------ Material
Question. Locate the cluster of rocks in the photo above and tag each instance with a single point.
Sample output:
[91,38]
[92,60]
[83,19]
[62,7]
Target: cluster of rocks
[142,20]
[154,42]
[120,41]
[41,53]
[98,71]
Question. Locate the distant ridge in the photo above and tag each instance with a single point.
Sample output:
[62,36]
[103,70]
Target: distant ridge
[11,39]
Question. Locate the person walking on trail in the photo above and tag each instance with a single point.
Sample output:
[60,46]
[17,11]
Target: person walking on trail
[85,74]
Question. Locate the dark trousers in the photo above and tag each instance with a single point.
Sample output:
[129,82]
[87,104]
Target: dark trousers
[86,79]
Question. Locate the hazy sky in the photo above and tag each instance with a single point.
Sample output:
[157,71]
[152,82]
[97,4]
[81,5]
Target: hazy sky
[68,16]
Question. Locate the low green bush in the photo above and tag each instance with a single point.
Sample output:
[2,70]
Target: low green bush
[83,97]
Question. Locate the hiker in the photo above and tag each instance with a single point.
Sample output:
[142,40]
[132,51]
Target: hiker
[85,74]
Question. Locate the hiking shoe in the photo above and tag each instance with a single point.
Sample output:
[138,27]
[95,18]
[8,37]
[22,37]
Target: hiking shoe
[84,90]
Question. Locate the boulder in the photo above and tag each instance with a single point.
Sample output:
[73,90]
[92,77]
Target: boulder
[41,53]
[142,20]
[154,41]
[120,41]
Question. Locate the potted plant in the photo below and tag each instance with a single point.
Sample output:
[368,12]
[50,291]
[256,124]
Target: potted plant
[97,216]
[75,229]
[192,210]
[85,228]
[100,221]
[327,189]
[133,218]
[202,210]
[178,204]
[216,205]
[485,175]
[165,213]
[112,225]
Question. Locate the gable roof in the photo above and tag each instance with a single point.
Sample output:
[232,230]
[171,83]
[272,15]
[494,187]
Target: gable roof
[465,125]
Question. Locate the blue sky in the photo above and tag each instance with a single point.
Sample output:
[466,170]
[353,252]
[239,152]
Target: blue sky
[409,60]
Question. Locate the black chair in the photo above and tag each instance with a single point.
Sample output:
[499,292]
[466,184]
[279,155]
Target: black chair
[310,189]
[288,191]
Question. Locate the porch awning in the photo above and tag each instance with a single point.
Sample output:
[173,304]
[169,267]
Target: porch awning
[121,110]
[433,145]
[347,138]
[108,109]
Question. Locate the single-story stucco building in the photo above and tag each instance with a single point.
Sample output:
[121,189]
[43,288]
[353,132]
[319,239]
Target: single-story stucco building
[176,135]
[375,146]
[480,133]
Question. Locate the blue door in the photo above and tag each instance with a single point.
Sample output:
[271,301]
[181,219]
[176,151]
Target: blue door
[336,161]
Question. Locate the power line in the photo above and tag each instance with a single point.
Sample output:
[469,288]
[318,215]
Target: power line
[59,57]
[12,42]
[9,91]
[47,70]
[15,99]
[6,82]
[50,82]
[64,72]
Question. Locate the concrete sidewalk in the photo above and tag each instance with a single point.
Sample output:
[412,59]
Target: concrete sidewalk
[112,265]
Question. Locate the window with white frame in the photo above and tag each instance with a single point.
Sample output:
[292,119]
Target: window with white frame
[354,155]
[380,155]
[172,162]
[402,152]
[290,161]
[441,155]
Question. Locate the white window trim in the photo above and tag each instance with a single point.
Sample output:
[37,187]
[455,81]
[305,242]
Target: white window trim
------------
Problem to solve: Rewrite the entries above with every "tag each instance" changed to "mark each instance", leaving everything else the same.

The result:
Question. Locate the cluster of rocks in the photo above and mark each instance with a single point.
Sample output:
[91,38]
[92,60]
[83,19]
[62,7]
Target: cluster of rocks
[142,20]
[154,42]
[120,41]
[41,53]
[98,71]
Question. Locate the distant ridge in the photo above and mark each instance with a single point.
Sample output:
[62,36]
[103,70]
Target: distant ridge
[11,39]
Question. Locate the person walking on trail in the photo above and mark each instance with a single point.
Sample output:
[60,46]
[17,11]
Target: person walking on trail
[85,74]
Question. Locate the dark trousers in the photo above and mark each instance with a single point.
Sample output:
[129,82]
[87,104]
Target: dark trousers
[86,79]
Question. Locate the hazy sky in the photo above and mark each instance with a single point.
Sample output:
[157,71]
[152,82]
[97,4]
[81,5]
Target: hazy sky
[68,16]
Question. Locate the low green bush in the photo above and mark each instance with a single point.
Sample output:
[2,70]
Target: low green bush
[83,97]
Question. Locate the hiker in the photo above and mark each instance with a single point.
Sample output:
[142,40]
[132,51]
Target: hiker
[85,74]
Question. Locate the hiking shoe in the photo above and mark each instance with a single point.
Sample output:
[138,27]
[95,18]
[8,37]
[22,37]
Target: hiking shoe
[84,90]
Question. Locate the boulder in the photo above and mark each instance with a single point.
Sample output:
[73,90]
[92,77]
Target: boulder
[41,53]
[142,20]
[154,41]
[120,41]
Question. Locate the potted plant in the photo below and mark each instance with a single point.
Sample output:
[368,12]
[50,291]
[256,124]
Target: potted plant
[97,216]
[75,229]
[192,210]
[85,228]
[100,221]
[327,189]
[133,218]
[202,210]
[178,204]
[216,205]
[485,175]
[165,213]
[112,225]
Question. Locate the gable roof in the photo above and mark each instance with a single point.
Sample output:
[232,230]
[171,83]
[272,15]
[494,187]
Target: gable roof
[465,125]
Question. Locate the blue sky in the photo above and mark each instance with a single point.
Sample output:
[466,170]
[353,252]
[239,152]
Target: blue sky
[409,60]
Question. Locate the black chair in the photo above and mark each instance with a single point.
Sample output:
[499,292]
[466,184]
[279,155]
Target: black chair
[310,189]
[288,191]
Question. Locate the porch awning in the photo above and mark each instance with a single point.
Sample output:
[173,304]
[169,267]
Target: porch awning
[121,110]
[433,145]
[347,138]
[108,109]
Question. Locate the single-story stucco building in the photo above and mark each instance with a single point.
Sample output:
[121,189]
[43,288]
[353,132]
[319,239]
Target: single-story stucco building
[176,135]
[375,146]
[480,133]
Question. Locate the blue door in the photo above and mark each instance with a single point.
Sample output:
[271,301]
[181,219]
[176,151]
Target: blue door
[336,161]
Question. Locate the power line in the photo above and mark each instance with a single point.
Sample output:
[469,288]
[318,215]
Target: power line
[59,57]
[12,42]
[9,91]
[47,70]
[15,99]
[6,82]
[50,82]
[64,72]
Question. Locate the concrete sidewalk in the photo above and mark each instance with a single point.
Sample output:
[412,59]
Target: concrete sidewalk
[112,265]
Question. Locate the window with white frame in the photo above and mark each instance with a single point.
Sample output:
[292,119]
Target: window with white frame
[354,155]
[380,155]
[172,162]
[402,152]
[290,161]
[441,155]
Question. Locate the white window trim in the photo above and mark each instance with a single point.
Sample output:
[37,187]
[455,81]
[305,242]
Target: white window trim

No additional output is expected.